• The task: Exactly the lines from the opening of the records through the line containing "mark the metal pole | one pin per instance." should be copied, with both included.

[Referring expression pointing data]
[Start of section]

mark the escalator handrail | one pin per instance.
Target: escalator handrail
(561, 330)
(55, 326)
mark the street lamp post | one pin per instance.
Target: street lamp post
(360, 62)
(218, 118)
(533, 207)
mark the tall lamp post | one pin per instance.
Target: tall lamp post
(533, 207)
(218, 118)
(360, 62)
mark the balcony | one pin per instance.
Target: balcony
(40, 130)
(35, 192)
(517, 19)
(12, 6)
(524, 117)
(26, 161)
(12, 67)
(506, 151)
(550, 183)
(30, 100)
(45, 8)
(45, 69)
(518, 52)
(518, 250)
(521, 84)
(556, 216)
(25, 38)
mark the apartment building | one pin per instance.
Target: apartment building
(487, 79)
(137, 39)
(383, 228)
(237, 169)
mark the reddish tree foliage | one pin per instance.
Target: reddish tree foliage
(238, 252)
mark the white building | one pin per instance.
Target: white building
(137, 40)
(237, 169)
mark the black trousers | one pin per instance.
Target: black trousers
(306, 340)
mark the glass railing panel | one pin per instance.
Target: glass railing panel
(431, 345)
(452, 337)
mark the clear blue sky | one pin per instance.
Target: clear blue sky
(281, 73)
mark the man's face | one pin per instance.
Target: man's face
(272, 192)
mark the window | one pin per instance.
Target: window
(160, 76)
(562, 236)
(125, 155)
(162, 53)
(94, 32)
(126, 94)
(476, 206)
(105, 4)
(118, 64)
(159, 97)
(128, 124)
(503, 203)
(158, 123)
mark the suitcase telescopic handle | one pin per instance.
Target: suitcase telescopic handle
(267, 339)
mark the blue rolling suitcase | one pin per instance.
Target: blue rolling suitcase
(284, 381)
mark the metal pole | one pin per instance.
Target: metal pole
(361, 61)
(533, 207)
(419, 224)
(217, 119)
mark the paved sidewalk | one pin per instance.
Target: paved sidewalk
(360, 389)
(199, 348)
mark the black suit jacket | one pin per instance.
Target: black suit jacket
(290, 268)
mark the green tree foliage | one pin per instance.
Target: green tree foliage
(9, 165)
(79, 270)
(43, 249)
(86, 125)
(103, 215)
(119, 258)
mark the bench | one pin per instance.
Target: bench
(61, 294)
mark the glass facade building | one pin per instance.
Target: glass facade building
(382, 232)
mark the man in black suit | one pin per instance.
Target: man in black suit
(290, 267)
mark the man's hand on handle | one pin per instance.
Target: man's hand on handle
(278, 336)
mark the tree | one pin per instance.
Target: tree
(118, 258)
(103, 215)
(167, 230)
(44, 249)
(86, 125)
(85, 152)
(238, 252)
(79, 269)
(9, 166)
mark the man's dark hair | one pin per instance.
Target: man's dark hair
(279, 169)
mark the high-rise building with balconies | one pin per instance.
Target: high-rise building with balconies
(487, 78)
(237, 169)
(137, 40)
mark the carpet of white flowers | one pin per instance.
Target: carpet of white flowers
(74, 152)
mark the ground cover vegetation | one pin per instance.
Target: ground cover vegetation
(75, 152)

[End of section]

• Answer section:
mark the escalator handrail | one pin per instance.
Target: escalator handrail
(561, 330)
(55, 326)
mark the street lamp post | one pin per instance.
Target: street lamp post
(360, 62)
(218, 118)
(533, 207)
mark the tall lamp post | one pin per instance.
Target: tall lamp post
(533, 207)
(218, 118)
(360, 62)
mark the balcony | one pin per instance.
Target: balcony
(40, 130)
(35, 192)
(517, 19)
(12, 6)
(524, 117)
(26, 161)
(12, 67)
(506, 151)
(550, 183)
(30, 100)
(45, 8)
(45, 69)
(518, 52)
(518, 250)
(521, 84)
(556, 216)
(25, 38)
mark the apartment building | one pin per instance.
Target: apartment building
(487, 79)
(137, 39)
(383, 228)
(237, 169)
mark the reddish tree foliage | one pin per instance.
Target: reddish tree foliage
(238, 252)
mark the white building | one pin per instance.
Target: white building
(137, 40)
(237, 169)
mark the black trousers | one pin per instance.
Target: black trousers
(306, 340)
mark the glass railing panel | one pin per instance.
Target: glass railing panel
(431, 345)
(452, 337)
mark the clear blue sky | one pin per instance.
Target: clear blue sky
(281, 73)
mark the man's face | one pin per instance.
Target: man's face
(272, 192)
mark the window | one pin per instance.
Target: window
(160, 76)
(562, 236)
(125, 155)
(162, 53)
(94, 32)
(126, 94)
(476, 206)
(105, 4)
(118, 64)
(159, 97)
(128, 124)
(503, 203)
(158, 123)
mark the suitcase telescopic handle | one pin per instance.
Target: suitcase telescopic handle
(267, 339)
mark the blue rolling suitcase | one pin per instance.
Target: blue rolling suitcase
(284, 381)
mark the metal pole | one pin per instance.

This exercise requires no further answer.